▶ _ВЫПОЛНИТЕ ЗАДАНИЯ_
**a)** Чем пахла кладовка Гюрджиева, согласно отрывку о Гюрджиеве и Успенском?
**b)** Продолжите отрывок о Гюрджиеве и Успенском с его последнего предложения.

▶ _ВЫБРАННЫЙ ОТРЫВОК_
━━━
Некоторое время спустя он дал мне почитать машинописный текст, и сказал, что записал все, что смог вспомнить из того, что Гюрджиев говорил ему. Когда он спросил мое мнение, я сказал что это прекрасный материал; он был написан в другом ключе, чем Tertium Organum и Новая модель Вселенной, более высоко на шкале идей; он представлял собой дословную передачу бесед Гюрджиева.

 

«Вы, конечно же, опубликуете это? - спросил я. - За исключением Рассказов Вельзевула и Второй Серии это наиболее интересная коллекция высказываний и действий Гюрджиева, которые возможно было собрать».

 

«Я могу опубликовать их – но только если Гюрджиев не будет публиковать Рассказы Вельзевула».

 

На мой вопрос «Почему?» он не ответил. В конечном счете, книгу опубликовали после смерти Гюрджиева – Фрагменты неизвестного учения, название которой американский издатель по глупости продублировал В поисках чудесного.

 

Мне нравилось беседовать с Мадам Успенской – она всегда вдохновляла, но никогда я не чувствовал близости к ней, как к Успенскому. Она всегда была Великой Герцогиней, держа вас на расстоянии, и я никогда не чувствовал теплоты, которую в хорошем настроении излучал Успенский. К тому же я всегда находил обсуждение идей с мужчинами более стимулирующим, чем с женщинами.

 

Через некоторое время после того, как я встретил Успенского, я побывал в Париже у Гюрджиева и за обедом рассказал ему о моих встречах с ним и о наших посещениях его группы. Он выслушал и сделал нелестное замечание об Успенском. «М-р Гюрджиев, - сказал я, - мне нравиться Успенский и мне доставляет удовольствие беседовать с ним».

 

«О да, Успенский очень хороший человек для беседы, или чтобы выпить с ним водки, но он слабый человек».

 

День или два спустя он позвал меня в свою кладовку. Кладовка, позднее ставшая знаменитой, была забита до краев разнообразной восхитительной едой изо всех частей Европы и Ближнего востока – фруктами, сушеным мясом, сосисками и салями, сладостями, консервами и травами. Комната пропахла запахом любистока, одной из моих любимых приправ; и даже сейчас, когда я отправляюсь в мой сад и чувствую его запах, у меня возникает ощущение, что я вернулся в ту самую кладовку. В ней располагался большой холодильник, маленький столик и два стула - один для Гюрджиева и один для посетителей. Гюрджиев собрал три больших коробки, заполнил их двадцатью разнообразными деликатесами – сладостями, колбасой, консервами и т.д. «Теперь, - сказал он, - завяжите их и возьмите с собой. Одна - для вашей семьи, одна для мс-с Ховарт и ее дочери, и еще одна для Мадам Успенской». Каждая коробка весила около десяти фунтов.
━━━
▶ _ПРЕДОСТАВЛЕННЫЕ ЗАПИСИ_
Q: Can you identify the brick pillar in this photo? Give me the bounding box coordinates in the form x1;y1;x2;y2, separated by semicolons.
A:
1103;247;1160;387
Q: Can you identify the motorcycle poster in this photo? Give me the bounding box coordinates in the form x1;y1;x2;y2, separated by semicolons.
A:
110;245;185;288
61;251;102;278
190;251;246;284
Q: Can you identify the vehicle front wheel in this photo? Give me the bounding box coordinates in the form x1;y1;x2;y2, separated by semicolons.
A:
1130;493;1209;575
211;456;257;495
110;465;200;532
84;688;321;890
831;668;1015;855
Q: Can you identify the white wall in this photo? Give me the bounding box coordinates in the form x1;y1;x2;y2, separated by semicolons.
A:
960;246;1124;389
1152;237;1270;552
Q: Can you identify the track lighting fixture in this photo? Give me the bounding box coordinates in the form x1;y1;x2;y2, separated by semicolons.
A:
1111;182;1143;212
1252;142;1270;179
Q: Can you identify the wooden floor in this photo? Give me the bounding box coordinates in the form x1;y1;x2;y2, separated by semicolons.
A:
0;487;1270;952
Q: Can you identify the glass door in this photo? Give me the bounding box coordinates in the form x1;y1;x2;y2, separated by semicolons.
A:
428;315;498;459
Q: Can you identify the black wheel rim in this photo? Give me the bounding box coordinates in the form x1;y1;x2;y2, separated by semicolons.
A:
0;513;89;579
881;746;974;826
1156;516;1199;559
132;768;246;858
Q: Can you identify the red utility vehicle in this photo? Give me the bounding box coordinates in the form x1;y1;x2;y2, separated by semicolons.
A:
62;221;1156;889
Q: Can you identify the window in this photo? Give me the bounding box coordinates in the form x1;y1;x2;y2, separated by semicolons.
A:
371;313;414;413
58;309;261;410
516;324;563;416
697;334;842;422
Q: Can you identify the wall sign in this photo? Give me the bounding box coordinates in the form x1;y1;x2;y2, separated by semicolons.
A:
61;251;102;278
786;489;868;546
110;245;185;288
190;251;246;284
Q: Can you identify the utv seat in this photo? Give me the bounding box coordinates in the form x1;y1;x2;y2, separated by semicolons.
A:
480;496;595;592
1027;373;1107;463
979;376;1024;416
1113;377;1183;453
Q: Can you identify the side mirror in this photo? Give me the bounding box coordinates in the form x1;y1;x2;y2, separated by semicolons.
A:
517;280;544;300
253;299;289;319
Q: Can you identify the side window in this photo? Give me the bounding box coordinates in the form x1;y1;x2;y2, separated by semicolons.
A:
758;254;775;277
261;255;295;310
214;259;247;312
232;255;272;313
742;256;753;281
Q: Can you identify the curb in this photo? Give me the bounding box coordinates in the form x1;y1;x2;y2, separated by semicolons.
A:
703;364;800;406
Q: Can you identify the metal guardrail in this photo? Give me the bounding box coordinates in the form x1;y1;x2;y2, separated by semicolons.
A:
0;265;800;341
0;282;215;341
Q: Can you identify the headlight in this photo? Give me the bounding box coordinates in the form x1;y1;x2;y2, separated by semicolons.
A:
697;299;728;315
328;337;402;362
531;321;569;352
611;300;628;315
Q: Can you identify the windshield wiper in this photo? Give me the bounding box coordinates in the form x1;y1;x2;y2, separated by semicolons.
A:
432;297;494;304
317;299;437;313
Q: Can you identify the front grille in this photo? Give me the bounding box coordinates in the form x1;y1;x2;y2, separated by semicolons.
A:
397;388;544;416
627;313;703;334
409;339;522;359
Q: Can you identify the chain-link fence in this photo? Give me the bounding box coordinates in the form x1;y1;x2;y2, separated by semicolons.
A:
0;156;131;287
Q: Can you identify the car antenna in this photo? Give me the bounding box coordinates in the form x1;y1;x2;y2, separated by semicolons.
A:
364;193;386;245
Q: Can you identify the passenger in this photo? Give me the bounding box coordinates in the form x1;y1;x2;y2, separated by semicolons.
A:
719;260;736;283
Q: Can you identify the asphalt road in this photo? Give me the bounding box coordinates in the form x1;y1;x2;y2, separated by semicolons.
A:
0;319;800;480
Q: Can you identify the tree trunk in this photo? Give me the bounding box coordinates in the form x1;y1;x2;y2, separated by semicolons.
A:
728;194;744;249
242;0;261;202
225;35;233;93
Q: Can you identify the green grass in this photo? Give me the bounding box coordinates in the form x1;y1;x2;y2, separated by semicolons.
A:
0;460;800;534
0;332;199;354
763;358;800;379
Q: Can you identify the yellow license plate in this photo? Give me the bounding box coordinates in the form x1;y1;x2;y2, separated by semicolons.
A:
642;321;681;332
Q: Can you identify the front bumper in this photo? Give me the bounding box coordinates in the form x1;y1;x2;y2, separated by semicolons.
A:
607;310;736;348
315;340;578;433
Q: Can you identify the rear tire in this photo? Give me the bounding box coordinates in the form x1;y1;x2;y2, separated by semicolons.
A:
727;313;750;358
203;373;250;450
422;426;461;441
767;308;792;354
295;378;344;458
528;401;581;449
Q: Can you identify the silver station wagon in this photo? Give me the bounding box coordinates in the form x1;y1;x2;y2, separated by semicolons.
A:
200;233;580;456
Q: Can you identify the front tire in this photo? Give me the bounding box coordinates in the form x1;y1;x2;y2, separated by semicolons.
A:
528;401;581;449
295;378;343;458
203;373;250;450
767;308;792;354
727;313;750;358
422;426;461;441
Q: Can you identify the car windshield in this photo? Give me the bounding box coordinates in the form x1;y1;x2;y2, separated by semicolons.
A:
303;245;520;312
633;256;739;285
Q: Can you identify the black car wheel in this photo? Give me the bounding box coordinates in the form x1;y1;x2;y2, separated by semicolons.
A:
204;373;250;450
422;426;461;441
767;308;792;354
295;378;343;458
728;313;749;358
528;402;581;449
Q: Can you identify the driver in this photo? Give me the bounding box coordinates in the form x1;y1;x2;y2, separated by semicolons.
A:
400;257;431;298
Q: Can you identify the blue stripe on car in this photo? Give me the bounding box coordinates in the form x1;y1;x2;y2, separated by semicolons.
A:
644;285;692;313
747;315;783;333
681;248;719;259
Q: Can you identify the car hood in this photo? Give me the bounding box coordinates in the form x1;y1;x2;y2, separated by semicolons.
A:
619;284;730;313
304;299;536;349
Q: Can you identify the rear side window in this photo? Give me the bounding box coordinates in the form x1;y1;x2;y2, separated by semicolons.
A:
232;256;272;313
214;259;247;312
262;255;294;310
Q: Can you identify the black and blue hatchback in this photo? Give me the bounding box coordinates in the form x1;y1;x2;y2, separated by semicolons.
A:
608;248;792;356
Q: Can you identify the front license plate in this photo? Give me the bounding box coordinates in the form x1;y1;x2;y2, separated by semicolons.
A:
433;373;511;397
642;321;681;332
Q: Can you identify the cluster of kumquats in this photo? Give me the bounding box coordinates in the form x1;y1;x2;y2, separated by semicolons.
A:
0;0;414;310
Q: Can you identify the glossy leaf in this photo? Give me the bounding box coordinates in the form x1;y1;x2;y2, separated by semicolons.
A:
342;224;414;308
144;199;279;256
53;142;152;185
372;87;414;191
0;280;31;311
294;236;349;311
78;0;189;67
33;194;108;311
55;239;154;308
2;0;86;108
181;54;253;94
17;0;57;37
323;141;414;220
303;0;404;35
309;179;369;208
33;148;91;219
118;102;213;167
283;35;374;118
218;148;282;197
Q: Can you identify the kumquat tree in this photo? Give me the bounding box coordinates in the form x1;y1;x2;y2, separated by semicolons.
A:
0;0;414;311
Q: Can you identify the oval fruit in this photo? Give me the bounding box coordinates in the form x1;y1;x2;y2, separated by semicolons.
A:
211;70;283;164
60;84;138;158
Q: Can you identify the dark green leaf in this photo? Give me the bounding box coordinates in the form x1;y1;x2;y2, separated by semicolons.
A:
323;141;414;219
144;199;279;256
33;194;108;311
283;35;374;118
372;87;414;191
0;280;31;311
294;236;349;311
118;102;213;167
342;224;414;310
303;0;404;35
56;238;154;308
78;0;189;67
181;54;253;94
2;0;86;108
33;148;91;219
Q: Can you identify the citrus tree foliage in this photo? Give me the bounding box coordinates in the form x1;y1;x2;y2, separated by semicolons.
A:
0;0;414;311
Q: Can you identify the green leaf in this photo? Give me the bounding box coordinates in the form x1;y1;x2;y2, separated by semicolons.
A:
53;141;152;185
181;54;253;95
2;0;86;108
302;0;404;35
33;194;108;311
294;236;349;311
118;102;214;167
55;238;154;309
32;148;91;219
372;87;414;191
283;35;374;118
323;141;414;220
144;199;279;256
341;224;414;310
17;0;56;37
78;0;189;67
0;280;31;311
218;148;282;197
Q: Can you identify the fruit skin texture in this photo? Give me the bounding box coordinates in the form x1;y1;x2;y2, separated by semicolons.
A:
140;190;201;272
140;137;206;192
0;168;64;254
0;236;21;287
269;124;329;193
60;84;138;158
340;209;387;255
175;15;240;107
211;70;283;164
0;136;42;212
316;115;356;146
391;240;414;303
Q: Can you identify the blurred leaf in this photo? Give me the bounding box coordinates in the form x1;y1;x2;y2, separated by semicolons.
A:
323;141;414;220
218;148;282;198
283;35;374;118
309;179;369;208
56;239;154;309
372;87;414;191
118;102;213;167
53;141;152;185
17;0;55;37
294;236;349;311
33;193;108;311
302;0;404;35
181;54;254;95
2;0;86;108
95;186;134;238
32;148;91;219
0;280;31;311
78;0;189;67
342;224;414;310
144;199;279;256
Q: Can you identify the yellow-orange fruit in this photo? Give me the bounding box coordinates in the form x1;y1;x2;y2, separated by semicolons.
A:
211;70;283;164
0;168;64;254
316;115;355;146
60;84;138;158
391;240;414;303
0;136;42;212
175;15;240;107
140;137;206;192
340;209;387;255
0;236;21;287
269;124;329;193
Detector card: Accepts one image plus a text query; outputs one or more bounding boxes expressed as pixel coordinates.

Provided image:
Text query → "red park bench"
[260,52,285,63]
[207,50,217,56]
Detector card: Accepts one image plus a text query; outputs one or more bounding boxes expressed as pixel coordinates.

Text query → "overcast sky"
━━━
▶ _ОТВЕТЫ К ЗАДАНИЯМ_
**a)** Любистоком.

**b)**
 

На обратном пути в Лондон я обдумывал, что Гюрджиев имеет в виду говоря, что Успенский – слабый человек. У каждого на этой планете есть своя слабость, тщеславие и самолюбие, темная и светлая сторона, возможности и ограничения, и каждый человек страдает. Блэйк знал об этом:

 

По узким улицам влеком,

 

Где Темза скованно струится,

 

Я вижу нищету кругом,

 

Я вижу горестные лица.

 

И в каждой нищенской мольбе,

 

В слезах младенцев безгреховных,

 

В проклятьях, посланных судьбе,

 

Я слышу лязг оков духовных![1]

 

В чем заключена слабость Успенского? Где она находится? В моих размышлениях я мало-помалу начал видеть, что она заключалась, так же как и у многих из нас, в эмоциональном центре. Все мы (включая, возможно, в первую очередь таких мыслителей, как Шоу и Бертран Рассел) неразвиты эмоционально. Это сильно заметно у интеллектуалов, поскольку ожидаешь, что они эмоционально взрослые люди - каковыми они не являются.

 

И Орейдж и Успенский обладали экстраординарной и необычайной интеллектуальной целостностью, и могли положиться на нее. Но я пришел к выводу, что эмоционально я не мог доверять никому и ничему, а меньше всего самому себе. Наши чувства могут меняться от недели к неделе, от дня ко дню, от часа к часу.

 

Отношение Успенского к Гюрджиеву было главным образом эмоциональным, и из-за этого неполным и субъективным; но его подход к системе Гюрджиева оставался интеллектуальным и беспристрастным - обладал целостностью. Орейдж также обладал интеллектуальной целостностью; но при этом он всегда принимал Гюрджиева Учителем.

 

На интеллектуальном уровне, что касается Успенского, я иногда чувствовал себя той мышью, на которую смотрит слон и говорит: «Но ты столь мала». А мышь отвечает: «Ну…, я болела!» Но в отношении эмоций я никогда не чувствовал превосходства Успенского. Однажды я обсуждал с ним центры и сказал: «Моя лошадь слишком сильна для меня; она часто закусывает удила и несется в галоп, оставляя меня в трудной ситуации. Я теряю контроль над ней и часто с трудом плачу за это. Мои чувства – вы знаете – повозка, лошадь и извозчик. Мой эмоциональный центр очень силен».

 

Он ответил: «Сильный эмоциональный центр это подарок Бога».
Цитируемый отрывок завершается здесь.